>> start Material to process
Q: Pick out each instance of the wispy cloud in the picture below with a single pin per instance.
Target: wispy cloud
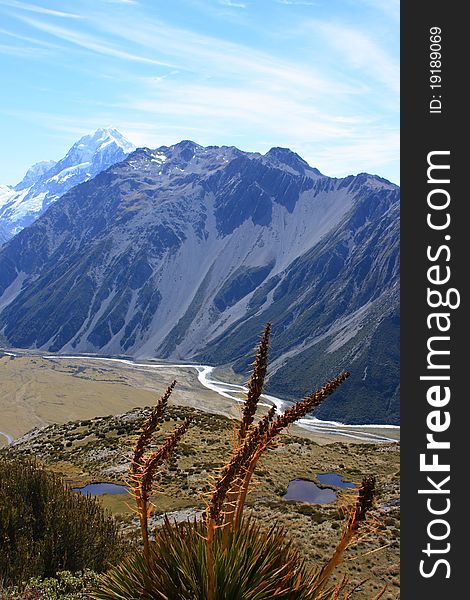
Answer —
(297, 2)
(89, 42)
(39, 9)
(324, 83)
(361, 52)
(233, 3)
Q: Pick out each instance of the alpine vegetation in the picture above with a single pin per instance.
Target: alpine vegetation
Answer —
(226, 555)
(45, 528)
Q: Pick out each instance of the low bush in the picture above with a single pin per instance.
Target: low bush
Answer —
(46, 528)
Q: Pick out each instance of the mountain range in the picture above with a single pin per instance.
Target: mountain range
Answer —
(185, 252)
(46, 181)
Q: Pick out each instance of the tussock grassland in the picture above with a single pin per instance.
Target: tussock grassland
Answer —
(101, 449)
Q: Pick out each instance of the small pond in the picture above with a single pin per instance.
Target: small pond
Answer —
(302, 490)
(96, 489)
(335, 480)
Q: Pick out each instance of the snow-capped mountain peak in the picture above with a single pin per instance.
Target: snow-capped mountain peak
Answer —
(34, 173)
(47, 181)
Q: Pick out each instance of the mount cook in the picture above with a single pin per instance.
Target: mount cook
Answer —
(46, 181)
(185, 252)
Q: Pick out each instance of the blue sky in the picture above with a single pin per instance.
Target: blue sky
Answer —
(319, 77)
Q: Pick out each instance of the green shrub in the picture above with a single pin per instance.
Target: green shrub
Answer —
(64, 586)
(46, 528)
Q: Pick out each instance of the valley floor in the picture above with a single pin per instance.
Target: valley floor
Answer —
(36, 391)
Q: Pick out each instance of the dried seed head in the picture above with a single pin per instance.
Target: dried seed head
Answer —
(151, 464)
(255, 383)
(365, 497)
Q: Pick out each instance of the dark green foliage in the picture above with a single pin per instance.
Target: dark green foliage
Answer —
(46, 528)
(254, 563)
(64, 586)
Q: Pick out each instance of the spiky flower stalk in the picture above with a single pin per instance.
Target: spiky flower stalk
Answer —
(255, 383)
(145, 479)
(364, 503)
(143, 470)
(266, 435)
(148, 429)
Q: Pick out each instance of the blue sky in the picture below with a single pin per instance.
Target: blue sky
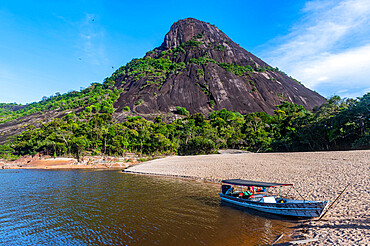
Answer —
(61, 45)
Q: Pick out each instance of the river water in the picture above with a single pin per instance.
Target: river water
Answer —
(84, 207)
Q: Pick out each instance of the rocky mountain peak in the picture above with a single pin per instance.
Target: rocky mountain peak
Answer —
(188, 29)
(200, 68)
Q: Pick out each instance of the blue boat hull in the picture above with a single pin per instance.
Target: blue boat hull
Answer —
(295, 208)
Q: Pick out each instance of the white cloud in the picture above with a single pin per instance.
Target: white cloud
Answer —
(329, 49)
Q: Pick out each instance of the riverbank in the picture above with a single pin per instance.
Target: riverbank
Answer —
(316, 175)
(88, 162)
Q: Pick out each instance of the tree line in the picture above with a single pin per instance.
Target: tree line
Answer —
(337, 125)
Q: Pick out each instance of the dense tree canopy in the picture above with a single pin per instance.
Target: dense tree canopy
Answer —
(338, 124)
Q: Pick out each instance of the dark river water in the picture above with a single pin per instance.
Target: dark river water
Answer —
(84, 207)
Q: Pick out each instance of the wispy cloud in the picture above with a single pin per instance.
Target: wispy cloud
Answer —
(329, 49)
(91, 40)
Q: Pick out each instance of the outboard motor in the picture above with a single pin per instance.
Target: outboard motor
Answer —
(225, 188)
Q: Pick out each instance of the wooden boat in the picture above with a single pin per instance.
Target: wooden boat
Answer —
(260, 199)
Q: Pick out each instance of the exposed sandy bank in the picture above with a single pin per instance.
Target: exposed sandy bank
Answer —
(316, 175)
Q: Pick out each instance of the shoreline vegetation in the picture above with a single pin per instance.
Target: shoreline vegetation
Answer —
(316, 175)
(337, 125)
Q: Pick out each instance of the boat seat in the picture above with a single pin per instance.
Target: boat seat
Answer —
(268, 199)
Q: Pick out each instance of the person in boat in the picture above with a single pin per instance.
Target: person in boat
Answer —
(230, 191)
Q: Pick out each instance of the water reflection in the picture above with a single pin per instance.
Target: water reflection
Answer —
(77, 207)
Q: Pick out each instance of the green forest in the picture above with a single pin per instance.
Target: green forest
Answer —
(337, 125)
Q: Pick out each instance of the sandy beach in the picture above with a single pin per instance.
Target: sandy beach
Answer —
(316, 175)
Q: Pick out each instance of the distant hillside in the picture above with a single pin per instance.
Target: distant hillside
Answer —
(197, 68)
(200, 68)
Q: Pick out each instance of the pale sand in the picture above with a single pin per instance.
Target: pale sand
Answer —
(316, 175)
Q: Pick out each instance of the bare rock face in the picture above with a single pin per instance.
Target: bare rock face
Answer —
(216, 73)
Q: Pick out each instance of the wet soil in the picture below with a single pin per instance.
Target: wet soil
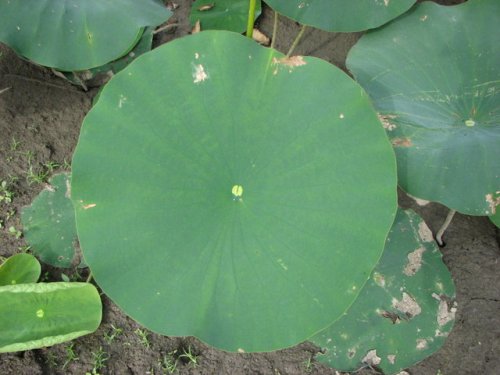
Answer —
(40, 117)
>> end Material to process
Task instructions:
Copy every line of the records above word for word, leaving out the pictures.

Finished task:
Q: Pick out each instance of the wispy cloud in the picture below with a single pin per instance.
Target: wispy cloud
Answer —
(297, 2)
(89, 42)
(39, 9)
(324, 83)
(361, 52)
(233, 3)
Q: Pick out each instance of the alpine vegetation in the picture above with a single pin per instance.
Target: alpine vegetation
Answer —
(226, 555)
(45, 528)
Q: Pick out each instance of the low bush in the picture above with a single pin per instance.
Target: low bush
Answer —
(46, 528)
Q: Pick out each instance of the mountain range in the picture above with a single pin per instance.
Target: mountain range
Answer —
(185, 252)
(46, 181)
Q: Pick out each instance of the tussock grassland in the picture above with a single pin per instance.
Target: tussock grassland
Answer —
(101, 449)
Q: Pick out each instance of the small pond in the picture above with a single pin per instance.
Target: small pond
Answer —
(302, 490)
(96, 489)
(335, 480)
Q: Pick out each instance of the snow-capped mountain peak in the picture above with a single pin per instance.
Target: snow-capped mountain peak
Answer —
(34, 173)
(47, 181)
Q: Pick out each instance of the mount cook in the picture above with a single pin per instance.
Target: mount cook
Answer —
(46, 181)
(185, 252)
Q: Pick out each instance of the blue sky in the picture above with a single pin per instance.
Target: blue sky
Answer —
(319, 77)
Q: Pick out each instance of the green shrub in the picture above with a single pin per instance.
Target: green shrub
Answer —
(64, 586)
(46, 528)
Q: Pick out each instance of the valley floor in the picture above with a single pin per instance.
Target: valley floor
Answer —
(36, 391)
Q: Pick out each instance of the dried seed head in the picture above with a single pin per instance.
Target: dried seed head
Answer —
(151, 464)
(255, 383)
(365, 497)
Q: Pick out each instance of the dark green foliage in the picture above with a single pin per instance.
Target: dark green foliage
Answer —
(46, 528)
(254, 563)
(64, 586)
Q: Pick out each instance of the spiky flower stalk in the picture above with a single pin per instance.
Target: spiky flower stalk
Answer —
(255, 383)
(145, 479)
(364, 503)
(143, 470)
(266, 435)
(148, 429)
Q: Pick out each instance of the blue sky in the picture below with a single pin per instance.
Target: blue sky
Answer —
(61, 45)
Q: Pick out each instance of the river water in the picture above with a single pin per instance.
Target: river water
Answer —
(84, 207)
Q: Pick out each instance of the rocky mountain peak in the picture above with a single pin per instance.
Target: rocky mountain peak
Answer —
(188, 29)
(200, 68)
Q: Pick out each instance of the blue boat hull in the picture above with a single pin per instance.
Target: blue boat hull
Answer —
(295, 208)
Q: Pick out each instance of the white cloud in the picture above with a single pin per instance.
Target: white cloud
Answer —
(329, 49)
Q: Pick out each instance of the riverbank in the picture above with a single pin per instance.
Target: riverbank
Answer —
(316, 175)
(88, 162)
Q: Pick out each instance of the tree line in the picture above with a single pin per instance.
Target: tree line
Answer —
(337, 125)
Q: Pick out each instance of the dense tree canopy in the picture above with a single pin per instance.
Target: dense tree canopy
Answer —
(338, 124)
Q: Pick out each instance of the dark river water in the picture above with a single pin per instance.
Target: dark river water
Answer —
(84, 207)
Q: Pick out each instance of the wispy cloud in the picture above with a single pin per instance.
Target: wispy cloud
Answer —
(329, 49)
(91, 40)
Q: Pick out each instance of the outboard motor in the picture above with a single pin per instance.
Target: outboard motor
Answer —
(225, 188)
Q: Pick out each instance of the wooden boat in the picture above with a single pin per instance.
Target: wooden boat
Answer —
(260, 199)
Q: Pick out each instance of the exposed sandy bank in the picture above with a single pin per instance.
Target: exposed sandy bank
Answer —
(316, 175)
Q: Pick out each instance of the shoreline vegetation in the picture above with a single pin per instance.
Target: shoreline vegetation
Answer —
(316, 175)
(337, 125)
Q: Pick out each instance of the boat seat in the picture above with a single pin per instance.
Target: boat seat
Answer —
(268, 199)
Q: Pick out each instance of the person in boat in the picture above with a single pin per instance.
Target: person in boat
Answer —
(230, 191)
Q: Pick out each instance of the water reflection in the picture above with a single pin per instance.
Target: water reflection
Answer —
(77, 207)
Q: Pick out each instance of the green forest in the picture above with a single pin per instance.
Target: green forest
Answer —
(337, 125)
Q: Pick out each instance of the sandy beach in the picture above with a single pin per instance.
Target: sandy beach
Answer —
(316, 175)
Q: Pick out each instance of the distant hillside in the picture above with a single pin per instance.
Target: distant hillside
Answer —
(197, 68)
(200, 68)
Q: Pick out each instance of the pale sand in the picture above with a single pin per instance.
Target: pale sand
Answer —
(316, 175)
Q: Pick out each instance of the bare rock face in the picture above with a single pin per instance.
Target: bare rock face
Answer —
(216, 73)
Q: Pick out each instance of the wet soil in the picture below with a single pin per instance.
Target: wet soil
Answer —
(40, 117)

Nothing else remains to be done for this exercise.